SOURCE MATERIAL Block Start

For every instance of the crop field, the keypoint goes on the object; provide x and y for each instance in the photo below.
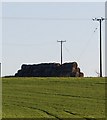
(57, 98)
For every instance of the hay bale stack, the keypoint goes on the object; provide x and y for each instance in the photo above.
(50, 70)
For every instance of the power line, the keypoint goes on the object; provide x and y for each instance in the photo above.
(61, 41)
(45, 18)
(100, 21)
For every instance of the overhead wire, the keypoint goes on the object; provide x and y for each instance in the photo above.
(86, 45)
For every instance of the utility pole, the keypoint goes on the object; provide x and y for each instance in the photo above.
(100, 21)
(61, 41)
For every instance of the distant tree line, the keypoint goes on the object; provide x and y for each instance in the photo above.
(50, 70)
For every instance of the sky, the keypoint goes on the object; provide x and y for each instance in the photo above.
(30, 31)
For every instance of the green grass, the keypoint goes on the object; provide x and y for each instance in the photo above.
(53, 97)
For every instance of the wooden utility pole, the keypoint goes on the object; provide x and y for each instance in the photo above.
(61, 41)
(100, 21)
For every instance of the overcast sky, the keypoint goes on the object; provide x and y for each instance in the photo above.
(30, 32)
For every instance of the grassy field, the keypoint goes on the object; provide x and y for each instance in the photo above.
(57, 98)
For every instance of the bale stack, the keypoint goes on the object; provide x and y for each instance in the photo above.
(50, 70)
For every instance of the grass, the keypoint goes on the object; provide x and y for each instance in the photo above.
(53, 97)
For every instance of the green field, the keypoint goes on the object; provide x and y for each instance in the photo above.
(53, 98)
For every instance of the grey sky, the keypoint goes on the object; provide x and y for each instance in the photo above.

SOURCE MATERIAL Block End

_EXERCISE BRIEF:_
Return the material word for word. Pictures are not part of the copy.

_RESULT:_
For every instance of the crop field, the keypoint goes on the object; provide x and y for each instance in the photo below.
(57, 98)
For every instance of the hay bale stack, the keypoint goes on the object; provide x and y for each instance in the photo above.
(50, 70)
For every instance of the power line, the keypoint goes on the object; provide x and y for each instance in the photo above.
(61, 41)
(45, 18)
(100, 21)
For every instance of the overhead wire, the keypoint goes on the object; provide x and y for each instance in the photo above.
(86, 45)
For every instance of the utility pole, the keypoint goes on the object; provide x and y for each instance in the photo above.
(100, 21)
(61, 41)
For every instance of the distant tree line, the keypoint goes on the object; provide x and y for each instance in the photo above.
(50, 70)
For every instance of the sky, the keypoint goes on the object; provide x and y for each instance in the photo above.
(30, 31)
For every instance of the green grass, the keypoint goes on the object; provide x and y for each instance in the photo above.
(53, 97)
For every instance of the wooden utility pole, the keypoint goes on the object; provide x and y for each instance in the photo above.
(61, 41)
(100, 21)
For every instance of the overcast sky, the keypoint goes on the object; provide x and y for each instance in the photo above.
(30, 32)
For every instance of the grassy field, the keypoint goes on the object; provide x and y for each instance in the photo above.
(57, 98)
For every instance of the bale stack, the keypoint goes on the object; provide x and y for each instance in the photo above.
(50, 70)
For every instance of the grass, the keypoint goes on the object; provide x and y for each instance in the photo above.
(53, 97)
For every instance of the green field, the keypoint goes on the object; provide x and y for each instance in the photo above.
(53, 98)
For every instance of the grey sky, the keypoint goes on the object; provide x and y for each instance in the photo above.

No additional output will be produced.